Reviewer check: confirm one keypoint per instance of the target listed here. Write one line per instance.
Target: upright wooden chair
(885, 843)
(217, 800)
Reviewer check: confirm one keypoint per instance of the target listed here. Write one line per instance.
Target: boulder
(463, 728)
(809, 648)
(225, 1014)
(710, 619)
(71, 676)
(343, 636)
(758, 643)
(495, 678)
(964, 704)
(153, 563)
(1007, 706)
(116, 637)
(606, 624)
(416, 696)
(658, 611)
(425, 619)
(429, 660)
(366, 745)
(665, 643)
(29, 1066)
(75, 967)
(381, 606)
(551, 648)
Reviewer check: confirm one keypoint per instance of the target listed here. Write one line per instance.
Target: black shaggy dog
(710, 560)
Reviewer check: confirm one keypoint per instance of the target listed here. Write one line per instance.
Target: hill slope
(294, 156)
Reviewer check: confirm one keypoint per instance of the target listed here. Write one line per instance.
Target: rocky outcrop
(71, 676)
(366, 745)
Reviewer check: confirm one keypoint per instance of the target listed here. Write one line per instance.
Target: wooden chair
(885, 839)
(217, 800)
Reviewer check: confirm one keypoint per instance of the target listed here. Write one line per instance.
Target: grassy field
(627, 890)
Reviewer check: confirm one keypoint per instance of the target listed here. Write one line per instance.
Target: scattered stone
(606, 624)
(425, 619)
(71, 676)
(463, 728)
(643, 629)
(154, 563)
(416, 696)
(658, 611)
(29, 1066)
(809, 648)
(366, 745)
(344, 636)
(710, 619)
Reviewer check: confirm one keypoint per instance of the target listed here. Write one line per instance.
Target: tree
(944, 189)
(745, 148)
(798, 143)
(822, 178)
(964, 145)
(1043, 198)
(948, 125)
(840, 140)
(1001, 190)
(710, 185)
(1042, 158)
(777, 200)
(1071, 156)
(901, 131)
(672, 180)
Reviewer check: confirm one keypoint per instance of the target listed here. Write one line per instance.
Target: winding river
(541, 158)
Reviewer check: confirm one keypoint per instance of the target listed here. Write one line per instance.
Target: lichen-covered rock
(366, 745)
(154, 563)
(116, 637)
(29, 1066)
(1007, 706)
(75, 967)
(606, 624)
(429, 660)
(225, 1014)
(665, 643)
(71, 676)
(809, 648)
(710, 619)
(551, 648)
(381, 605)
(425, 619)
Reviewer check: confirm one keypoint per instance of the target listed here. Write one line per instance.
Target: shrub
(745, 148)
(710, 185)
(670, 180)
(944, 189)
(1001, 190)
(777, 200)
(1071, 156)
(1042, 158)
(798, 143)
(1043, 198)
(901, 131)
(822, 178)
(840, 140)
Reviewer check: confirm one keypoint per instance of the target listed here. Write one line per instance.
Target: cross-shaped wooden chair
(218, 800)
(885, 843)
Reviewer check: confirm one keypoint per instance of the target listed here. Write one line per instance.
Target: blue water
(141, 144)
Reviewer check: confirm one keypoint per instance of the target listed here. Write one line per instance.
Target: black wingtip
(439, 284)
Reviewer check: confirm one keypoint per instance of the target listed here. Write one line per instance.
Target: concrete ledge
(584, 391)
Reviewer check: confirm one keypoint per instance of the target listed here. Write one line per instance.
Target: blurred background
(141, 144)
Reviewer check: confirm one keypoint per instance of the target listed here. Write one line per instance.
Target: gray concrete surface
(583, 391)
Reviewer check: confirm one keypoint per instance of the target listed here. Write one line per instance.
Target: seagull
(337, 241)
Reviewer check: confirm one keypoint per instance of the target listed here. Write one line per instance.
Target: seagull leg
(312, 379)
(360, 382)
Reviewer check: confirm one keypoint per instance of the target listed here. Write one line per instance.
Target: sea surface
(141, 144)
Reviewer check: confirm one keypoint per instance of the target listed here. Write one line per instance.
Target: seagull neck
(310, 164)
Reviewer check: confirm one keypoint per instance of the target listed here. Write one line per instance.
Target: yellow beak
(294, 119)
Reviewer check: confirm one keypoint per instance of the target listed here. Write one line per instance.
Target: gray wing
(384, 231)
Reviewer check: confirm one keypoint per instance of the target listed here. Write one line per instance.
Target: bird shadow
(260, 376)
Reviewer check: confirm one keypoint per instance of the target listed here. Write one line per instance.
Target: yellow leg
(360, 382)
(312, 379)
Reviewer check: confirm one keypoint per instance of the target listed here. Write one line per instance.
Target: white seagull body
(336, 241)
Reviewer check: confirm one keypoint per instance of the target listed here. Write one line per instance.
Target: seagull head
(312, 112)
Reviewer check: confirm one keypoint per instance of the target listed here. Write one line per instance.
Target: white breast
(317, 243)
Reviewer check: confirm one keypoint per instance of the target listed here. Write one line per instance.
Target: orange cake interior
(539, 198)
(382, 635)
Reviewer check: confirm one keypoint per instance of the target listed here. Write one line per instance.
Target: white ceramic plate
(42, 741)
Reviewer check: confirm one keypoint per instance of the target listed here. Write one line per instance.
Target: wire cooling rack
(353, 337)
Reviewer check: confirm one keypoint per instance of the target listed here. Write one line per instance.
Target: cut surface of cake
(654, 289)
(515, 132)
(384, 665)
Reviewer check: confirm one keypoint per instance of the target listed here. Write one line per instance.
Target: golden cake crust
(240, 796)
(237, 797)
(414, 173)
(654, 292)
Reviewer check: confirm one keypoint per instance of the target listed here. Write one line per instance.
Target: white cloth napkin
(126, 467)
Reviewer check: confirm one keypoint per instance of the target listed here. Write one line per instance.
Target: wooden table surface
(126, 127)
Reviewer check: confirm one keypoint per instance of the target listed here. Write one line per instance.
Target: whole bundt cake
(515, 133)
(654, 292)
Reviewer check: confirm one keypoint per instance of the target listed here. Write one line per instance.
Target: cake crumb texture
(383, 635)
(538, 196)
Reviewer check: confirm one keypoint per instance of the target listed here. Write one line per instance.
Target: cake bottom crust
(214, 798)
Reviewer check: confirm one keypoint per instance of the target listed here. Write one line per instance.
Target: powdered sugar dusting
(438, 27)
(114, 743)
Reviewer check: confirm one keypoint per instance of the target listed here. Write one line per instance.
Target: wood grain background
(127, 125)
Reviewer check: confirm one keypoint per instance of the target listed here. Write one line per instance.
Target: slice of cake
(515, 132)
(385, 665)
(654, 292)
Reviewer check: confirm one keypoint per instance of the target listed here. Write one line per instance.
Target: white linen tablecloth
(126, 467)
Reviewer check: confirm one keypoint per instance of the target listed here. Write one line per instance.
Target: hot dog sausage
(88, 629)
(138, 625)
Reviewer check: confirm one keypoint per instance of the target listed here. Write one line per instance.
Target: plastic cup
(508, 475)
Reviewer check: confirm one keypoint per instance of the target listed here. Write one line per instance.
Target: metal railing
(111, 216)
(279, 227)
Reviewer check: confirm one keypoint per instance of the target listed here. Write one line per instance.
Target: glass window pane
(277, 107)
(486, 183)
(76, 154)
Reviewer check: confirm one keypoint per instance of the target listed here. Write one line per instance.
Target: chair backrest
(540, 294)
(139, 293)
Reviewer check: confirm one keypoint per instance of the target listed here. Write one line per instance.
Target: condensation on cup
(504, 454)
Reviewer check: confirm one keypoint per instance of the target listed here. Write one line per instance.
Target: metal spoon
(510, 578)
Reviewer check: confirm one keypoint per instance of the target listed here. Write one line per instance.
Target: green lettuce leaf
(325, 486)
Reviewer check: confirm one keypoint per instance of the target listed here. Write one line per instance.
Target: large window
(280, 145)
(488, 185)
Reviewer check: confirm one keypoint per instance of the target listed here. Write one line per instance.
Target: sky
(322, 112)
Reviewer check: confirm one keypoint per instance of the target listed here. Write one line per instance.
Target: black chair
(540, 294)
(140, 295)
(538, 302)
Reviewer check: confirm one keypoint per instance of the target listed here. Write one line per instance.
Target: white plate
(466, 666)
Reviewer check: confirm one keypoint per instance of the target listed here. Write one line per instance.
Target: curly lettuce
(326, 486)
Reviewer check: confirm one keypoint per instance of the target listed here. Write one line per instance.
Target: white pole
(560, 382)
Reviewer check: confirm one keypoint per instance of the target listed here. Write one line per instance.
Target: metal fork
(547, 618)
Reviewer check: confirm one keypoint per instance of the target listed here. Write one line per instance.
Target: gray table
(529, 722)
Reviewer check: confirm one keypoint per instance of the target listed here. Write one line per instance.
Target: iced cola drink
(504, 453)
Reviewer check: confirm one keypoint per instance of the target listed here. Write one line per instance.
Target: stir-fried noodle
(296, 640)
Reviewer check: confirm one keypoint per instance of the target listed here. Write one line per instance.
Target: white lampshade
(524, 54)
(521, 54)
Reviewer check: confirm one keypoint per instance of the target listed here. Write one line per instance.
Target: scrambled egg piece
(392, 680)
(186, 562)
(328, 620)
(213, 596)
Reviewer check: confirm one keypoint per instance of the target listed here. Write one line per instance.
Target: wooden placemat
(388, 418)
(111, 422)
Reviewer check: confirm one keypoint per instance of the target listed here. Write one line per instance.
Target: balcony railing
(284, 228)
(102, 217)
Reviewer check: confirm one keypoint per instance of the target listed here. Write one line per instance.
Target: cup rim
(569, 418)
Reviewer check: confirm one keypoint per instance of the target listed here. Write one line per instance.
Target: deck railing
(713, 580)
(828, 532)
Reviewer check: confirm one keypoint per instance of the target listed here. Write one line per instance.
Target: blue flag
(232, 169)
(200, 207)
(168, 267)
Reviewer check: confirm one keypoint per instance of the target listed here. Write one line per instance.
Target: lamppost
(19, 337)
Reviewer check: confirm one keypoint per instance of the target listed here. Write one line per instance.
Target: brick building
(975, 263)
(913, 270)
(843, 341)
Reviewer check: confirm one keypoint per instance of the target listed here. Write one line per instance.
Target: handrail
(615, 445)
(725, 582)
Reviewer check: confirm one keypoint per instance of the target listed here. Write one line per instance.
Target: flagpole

-*-

Copy out every line of the items above that contains the word "lettuce".

Target: green lettuce leaf
Target: curly lettuce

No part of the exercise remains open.